In the material below, find the line that contains "Note to the class: identify the tan" and the line that contains "Note to the class: identify the bare", then write out exactly those two lines and everything between them.

■ Data records ■
◆ ◆ ◆ ◆ ◆ ◆ ◆

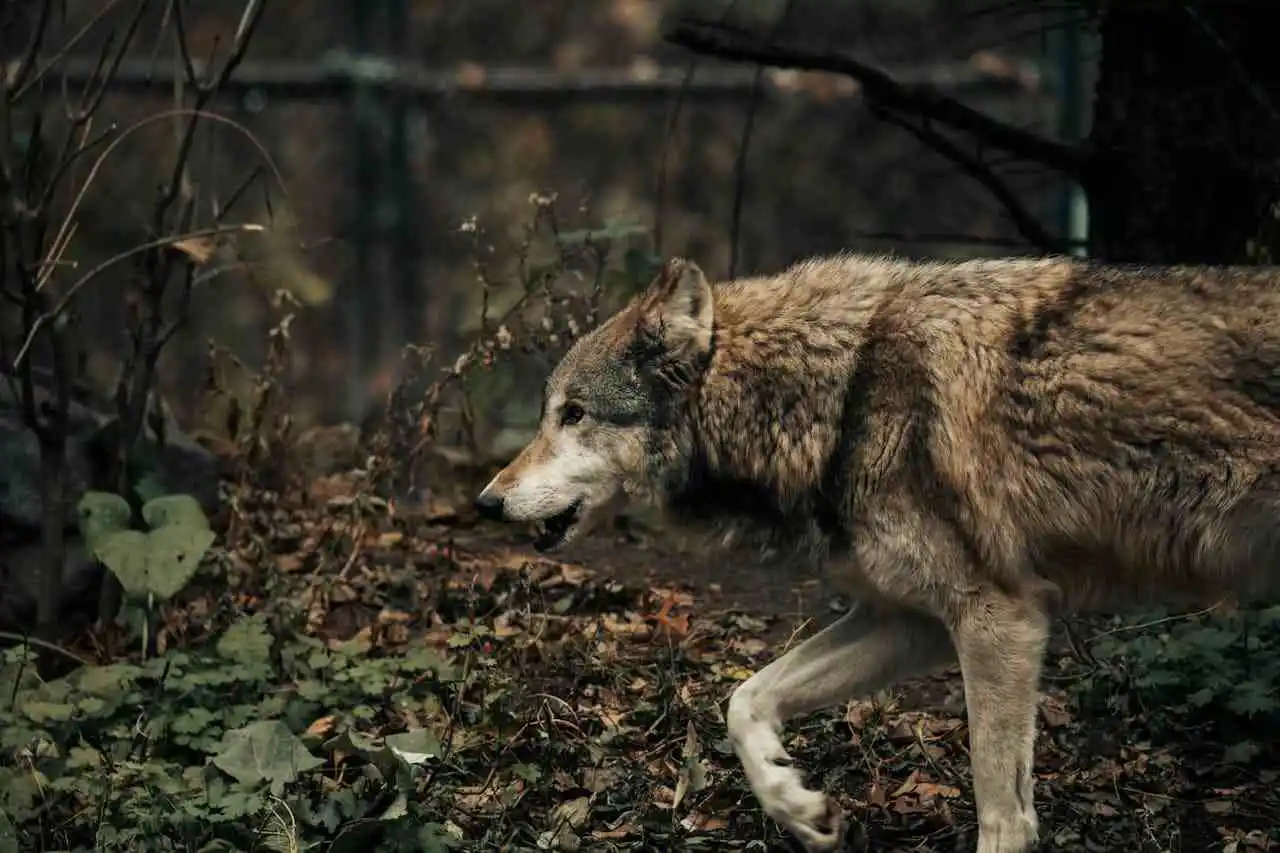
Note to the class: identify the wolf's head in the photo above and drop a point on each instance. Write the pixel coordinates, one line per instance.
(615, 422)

◆ ◆ ◆ ◆ ◆ ◆ ◆

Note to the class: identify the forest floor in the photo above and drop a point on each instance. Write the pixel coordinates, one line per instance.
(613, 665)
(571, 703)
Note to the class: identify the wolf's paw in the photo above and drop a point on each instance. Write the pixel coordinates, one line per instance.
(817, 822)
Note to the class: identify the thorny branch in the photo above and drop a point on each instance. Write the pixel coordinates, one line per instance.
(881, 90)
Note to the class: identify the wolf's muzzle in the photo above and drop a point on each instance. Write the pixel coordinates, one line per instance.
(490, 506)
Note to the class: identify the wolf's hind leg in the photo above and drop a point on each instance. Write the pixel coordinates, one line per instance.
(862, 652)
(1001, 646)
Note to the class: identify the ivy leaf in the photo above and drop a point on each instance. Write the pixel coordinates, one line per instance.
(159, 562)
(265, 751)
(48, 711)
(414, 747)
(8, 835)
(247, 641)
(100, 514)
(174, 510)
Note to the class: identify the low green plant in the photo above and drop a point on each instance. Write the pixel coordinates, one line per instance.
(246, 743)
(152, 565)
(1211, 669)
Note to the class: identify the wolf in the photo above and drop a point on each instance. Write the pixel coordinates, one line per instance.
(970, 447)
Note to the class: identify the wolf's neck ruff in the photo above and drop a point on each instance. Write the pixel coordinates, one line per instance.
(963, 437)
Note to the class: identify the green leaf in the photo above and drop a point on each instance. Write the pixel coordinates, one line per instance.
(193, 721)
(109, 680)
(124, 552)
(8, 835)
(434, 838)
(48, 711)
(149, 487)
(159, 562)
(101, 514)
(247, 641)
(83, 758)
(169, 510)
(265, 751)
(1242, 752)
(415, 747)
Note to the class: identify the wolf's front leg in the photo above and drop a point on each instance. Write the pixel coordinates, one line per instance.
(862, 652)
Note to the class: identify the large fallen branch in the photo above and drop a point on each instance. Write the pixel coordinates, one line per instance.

◆ ◆ ◆ ◆ ◆ ◆ ◆

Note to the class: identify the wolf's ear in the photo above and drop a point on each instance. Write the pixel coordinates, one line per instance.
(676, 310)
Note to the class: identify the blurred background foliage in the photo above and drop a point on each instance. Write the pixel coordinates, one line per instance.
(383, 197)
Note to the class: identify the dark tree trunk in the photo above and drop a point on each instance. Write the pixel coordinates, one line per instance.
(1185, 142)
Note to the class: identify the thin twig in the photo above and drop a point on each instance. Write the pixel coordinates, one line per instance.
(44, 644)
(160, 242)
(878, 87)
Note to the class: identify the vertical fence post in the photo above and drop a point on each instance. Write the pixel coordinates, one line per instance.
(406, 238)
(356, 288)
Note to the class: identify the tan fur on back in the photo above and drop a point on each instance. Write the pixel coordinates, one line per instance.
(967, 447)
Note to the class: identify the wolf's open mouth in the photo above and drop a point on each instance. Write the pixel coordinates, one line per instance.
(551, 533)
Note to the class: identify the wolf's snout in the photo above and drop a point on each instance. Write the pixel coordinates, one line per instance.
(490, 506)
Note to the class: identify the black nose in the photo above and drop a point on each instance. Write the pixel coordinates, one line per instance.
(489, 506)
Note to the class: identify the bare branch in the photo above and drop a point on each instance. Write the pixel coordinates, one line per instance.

◆ ◆ ◆ ◆ ◆ ◆ ◆

■ Solution to the exercise ■
Note to the class: identify the tan fur on back in the photo above and drop a point on each instance. Write the pixel coordinates, one line per instance.
(967, 447)
Note to the class: identify the wolf's open mouth in the photo above and drop a point on each instance. Write the pixel coordinates, one line per instance.
(551, 533)
Note to the class: identify the wolf's snout in the photo above and drop a point on each instance. Write the pixel coordinates, one line per instance.
(490, 506)
Note to the class: identify the black nose in the photo above and drop a point on each instance. Write the pixel coordinates, one line per instance.
(489, 506)
Note to the class: identify the bare branch in the photo above and drop a point on each instance. Write the pixel coordinates, one line per instance.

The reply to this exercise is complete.